KETIKA MAKELAR KASUS MAKIN MENJAMUR, MAKA PINTU NERAKA TERBUKA LEBAR UNTUK PARA PENEGAK HUKUM



 

Oleh : Ahmad Sastra

 

Makelar kasus (sering disingkat markus) adalah perantara tidak resmi yang menawarkan jasa "mengurus" atau mengatur proses hukum dengan imbalan tertentu, biasanya berupa uang suap. Mereka sering menjadi penghubung antara tersangka atau pihak berperkara dengan aparat penegak hukum seperti polisi, jaksa, atau hakim.

 

Target utama menjamurnya makelar kasus adalah untuk mempengaruhi hasil perkara agar lebih menguntungkan pihak tertentu, baik dengan cara mempercepat proses, meringankan hukuman, atau bahkan menggugurkan kasus. Makelar kasus adalah bagian dari sebuah kejahatan dan pengkhianatan atas hukum. Makelar kasus adalah paradoks, sebab penegak hukum yang semestinya menegakkan hukum, justru merobohkan hukum.

 

Apa yang bisa dipelajari dari makelar kasus. Setidakanya ada lima ciri dikatakan sebagai makelar kasus. Pertama, tidak punya posisi resmi dalam sistem hukum. Kedua, punya "jaringan dalam" (oknum aparat atau pejabat hukum). Ketiga, menawarkan "jalan pintas" atau solusi cepat. Kempat, menjanjikan hasil tertentu dengan bayaran tinggi. Kelima, biasanya bekerja diam-diam, tapi sering dikenal di kalangan "orang dalam".

 

Apa dampak buruk yang timbul dari menjamurkan makelar kasus di negeri ini ?.  yang pasti akan bisa merusak keadilan. Perkara tidak diselesaikan berdasarkan kebenaran hukum, tapi berdasarkan uang. Makelas kasus juga bisa menyebabkan tumbuhnya tindak korupsi. Makelar kasus membuka celah kolusi antara aparat dan pelaku kejahatan.

···

_Tugas yang Dikerjakan_:
A: Terjemahkan ke dalam bahasa Inggris kalimat dari teks tentang makelar kasus ini: "Makelar kasus adalah bagian dari sebuah kejahatan dan pengkhianatan atas hukum."
B: Berdasarkan teks tentang makelar kasus, jelaskan dalam satu sampai tiga kalimat mengapa makelar kasus disebut sebagai paradoks.

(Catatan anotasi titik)
···

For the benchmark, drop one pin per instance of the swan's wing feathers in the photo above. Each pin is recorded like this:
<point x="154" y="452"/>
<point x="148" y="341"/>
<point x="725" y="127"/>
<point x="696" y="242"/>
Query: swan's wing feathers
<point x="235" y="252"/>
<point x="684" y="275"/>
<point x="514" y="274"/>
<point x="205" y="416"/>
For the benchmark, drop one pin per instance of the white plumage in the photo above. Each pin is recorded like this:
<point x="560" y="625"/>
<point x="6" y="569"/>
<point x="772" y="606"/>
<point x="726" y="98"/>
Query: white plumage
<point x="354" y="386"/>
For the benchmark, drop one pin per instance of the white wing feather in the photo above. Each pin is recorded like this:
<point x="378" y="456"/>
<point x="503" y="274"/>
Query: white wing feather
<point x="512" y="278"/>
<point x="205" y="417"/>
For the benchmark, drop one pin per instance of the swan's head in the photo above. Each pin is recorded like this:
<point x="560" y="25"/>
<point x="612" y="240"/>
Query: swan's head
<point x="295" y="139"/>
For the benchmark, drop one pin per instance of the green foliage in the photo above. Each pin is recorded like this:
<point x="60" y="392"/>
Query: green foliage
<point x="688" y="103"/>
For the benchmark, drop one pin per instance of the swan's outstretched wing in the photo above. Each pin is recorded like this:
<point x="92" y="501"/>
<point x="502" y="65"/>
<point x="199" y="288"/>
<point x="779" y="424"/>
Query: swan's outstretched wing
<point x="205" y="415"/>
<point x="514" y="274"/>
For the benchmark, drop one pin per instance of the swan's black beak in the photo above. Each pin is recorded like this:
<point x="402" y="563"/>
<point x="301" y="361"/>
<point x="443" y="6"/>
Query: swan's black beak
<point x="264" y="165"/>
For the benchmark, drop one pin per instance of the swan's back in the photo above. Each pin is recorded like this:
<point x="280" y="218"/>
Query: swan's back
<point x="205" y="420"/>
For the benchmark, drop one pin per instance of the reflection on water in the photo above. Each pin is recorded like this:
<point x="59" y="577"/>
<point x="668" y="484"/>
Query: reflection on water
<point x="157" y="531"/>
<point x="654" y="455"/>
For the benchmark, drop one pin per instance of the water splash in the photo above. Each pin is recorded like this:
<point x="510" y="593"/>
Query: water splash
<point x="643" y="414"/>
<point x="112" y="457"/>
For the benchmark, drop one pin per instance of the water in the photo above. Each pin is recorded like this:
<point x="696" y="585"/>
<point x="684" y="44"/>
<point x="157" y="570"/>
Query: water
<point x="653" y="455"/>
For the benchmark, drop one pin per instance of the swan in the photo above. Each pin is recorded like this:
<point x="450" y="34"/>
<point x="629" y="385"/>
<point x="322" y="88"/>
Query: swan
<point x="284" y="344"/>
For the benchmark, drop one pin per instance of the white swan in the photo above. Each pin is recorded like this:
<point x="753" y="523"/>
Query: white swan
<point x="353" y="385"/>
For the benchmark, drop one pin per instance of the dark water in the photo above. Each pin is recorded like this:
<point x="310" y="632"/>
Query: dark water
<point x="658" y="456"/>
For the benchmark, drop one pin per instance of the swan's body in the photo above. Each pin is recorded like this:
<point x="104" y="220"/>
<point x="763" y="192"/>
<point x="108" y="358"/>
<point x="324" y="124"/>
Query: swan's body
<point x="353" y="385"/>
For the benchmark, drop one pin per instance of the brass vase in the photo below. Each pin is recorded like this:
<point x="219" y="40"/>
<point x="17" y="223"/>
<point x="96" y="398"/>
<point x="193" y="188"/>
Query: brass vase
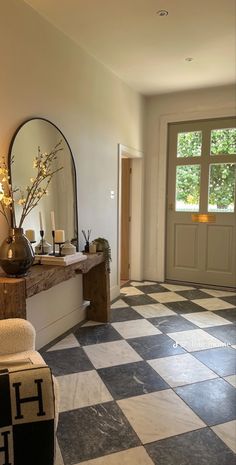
<point x="16" y="253"/>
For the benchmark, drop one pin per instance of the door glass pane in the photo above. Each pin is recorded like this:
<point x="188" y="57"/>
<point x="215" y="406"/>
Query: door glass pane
<point x="221" y="193"/>
<point x="187" y="188"/>
<point x="223" y="141"/>
<point x="189" y="144"/>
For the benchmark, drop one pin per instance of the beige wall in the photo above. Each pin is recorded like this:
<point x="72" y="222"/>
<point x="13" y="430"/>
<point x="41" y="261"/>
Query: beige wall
<point x="159" y="110"/>
<point x="45" y="74"/>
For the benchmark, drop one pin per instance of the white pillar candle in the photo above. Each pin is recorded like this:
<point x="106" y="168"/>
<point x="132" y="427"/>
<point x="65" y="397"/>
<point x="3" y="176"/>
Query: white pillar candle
<point x="40" y="221"/>
<point x="30" y="234"/>
<point x="59" y="236"/>
<point x="53" y="221"/>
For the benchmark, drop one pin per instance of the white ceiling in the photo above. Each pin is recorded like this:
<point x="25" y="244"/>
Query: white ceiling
<point x="147" y="51"/>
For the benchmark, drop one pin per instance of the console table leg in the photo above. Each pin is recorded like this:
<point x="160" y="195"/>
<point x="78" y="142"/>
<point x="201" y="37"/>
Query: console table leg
<point x="96" y="288"/>
<point x="12" y="299"/>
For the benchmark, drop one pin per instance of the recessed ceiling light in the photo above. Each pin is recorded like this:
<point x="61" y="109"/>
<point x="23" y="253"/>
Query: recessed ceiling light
<point x="162" y="13"/>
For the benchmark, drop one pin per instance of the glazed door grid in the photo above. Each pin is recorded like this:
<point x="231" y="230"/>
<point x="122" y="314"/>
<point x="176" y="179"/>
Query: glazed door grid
<point x="201" y="217"/>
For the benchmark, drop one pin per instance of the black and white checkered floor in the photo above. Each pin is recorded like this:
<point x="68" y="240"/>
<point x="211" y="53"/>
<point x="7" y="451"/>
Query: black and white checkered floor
<point x="154" y="387"/>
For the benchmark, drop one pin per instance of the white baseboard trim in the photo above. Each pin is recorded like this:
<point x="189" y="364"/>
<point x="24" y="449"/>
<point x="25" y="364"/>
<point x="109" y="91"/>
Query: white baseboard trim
<point x="115" y="291"/>
<point x="60" y="326"/>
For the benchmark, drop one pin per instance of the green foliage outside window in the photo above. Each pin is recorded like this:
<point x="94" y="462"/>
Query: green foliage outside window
<point x="221" y="176"/>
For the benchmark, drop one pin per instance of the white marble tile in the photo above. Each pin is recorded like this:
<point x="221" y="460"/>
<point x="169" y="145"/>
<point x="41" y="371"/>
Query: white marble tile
<point x="196" y="339"/>
<point x="159" y="415"/>
<point x="143" y="283"/>
<point x="67" y="343"/>
<point x="82" y="389"/>
<point x="134" y="456"/>
<point x="59" y="459"/>
<point x="227" y="432"/>
<point x="110" y="354"/>
<point x="153" y="310"/>
<point x="91" y="323"/>
<point x="179" y="370"/>
<point x="135" y="328"/>
<point x="176" y="287"/>
<point x="165" y="297"/>
<point x="231" y="379"/>
<point x="206" y="319"/>
<point x="216" y="293"/>
<point x="213" y="303"/>
<point x="131" y="291"/>
<point x="119" y="304"/>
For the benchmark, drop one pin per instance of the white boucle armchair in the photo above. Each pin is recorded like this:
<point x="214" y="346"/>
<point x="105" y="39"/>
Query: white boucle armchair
<point x="17" y="345"/>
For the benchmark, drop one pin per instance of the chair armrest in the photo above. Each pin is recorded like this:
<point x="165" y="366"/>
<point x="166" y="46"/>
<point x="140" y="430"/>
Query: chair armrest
<point x="16" y="335"/>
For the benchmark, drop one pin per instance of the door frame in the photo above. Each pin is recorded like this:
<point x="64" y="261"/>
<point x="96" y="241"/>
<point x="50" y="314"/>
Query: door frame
<point x="136" y="211"/>
<point x="162" y="174"/>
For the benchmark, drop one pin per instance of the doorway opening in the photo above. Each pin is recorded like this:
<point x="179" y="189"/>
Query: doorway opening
<point x="130" y="211"/>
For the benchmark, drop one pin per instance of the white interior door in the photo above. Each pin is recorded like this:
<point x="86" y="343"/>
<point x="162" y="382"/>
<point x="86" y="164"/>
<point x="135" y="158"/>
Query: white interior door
<point x="201" y="218"/>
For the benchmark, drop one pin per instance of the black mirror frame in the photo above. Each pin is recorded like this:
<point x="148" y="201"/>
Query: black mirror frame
<point x="76" y="239"/>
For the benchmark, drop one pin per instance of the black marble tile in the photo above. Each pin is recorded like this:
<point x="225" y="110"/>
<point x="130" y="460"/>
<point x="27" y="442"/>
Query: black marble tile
<point x="222" y="360"/>
<point x="214" y="401"/>
<point x="228" y="314"/>
<point x="230" y="299"/>
<point x="131" y="379"/>
<point x="149" y="288"/>
<point x="64" y="362"/>
<point x="200" y="447"/>
<point x="193" y="294"/>
<point x="142" y="299"/>
<point x="91" y="432"/>
<point x="124" y="314"/>
<point x="96" y="334"/>
<point x="184" y="306"/>
<point x="171" y="324"/>
<point x="225" y="333"/>
<point x="160" y="345"/>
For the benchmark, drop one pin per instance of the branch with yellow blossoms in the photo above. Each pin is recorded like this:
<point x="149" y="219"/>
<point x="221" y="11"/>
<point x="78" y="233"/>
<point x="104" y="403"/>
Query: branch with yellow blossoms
<point x="32" y="194"/>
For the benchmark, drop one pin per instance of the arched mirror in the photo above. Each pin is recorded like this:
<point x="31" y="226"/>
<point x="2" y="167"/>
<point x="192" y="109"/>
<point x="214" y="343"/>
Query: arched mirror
<point x="62" y="195"/>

···

_Hasil Setiap Tugas_:
A: Case brokers are part of a crime and a betrayal of the law.

B: Makelar kasus disebut paradoks karena penegak hukum yang semestinya menegakkan hukum justru merobohkan hukum.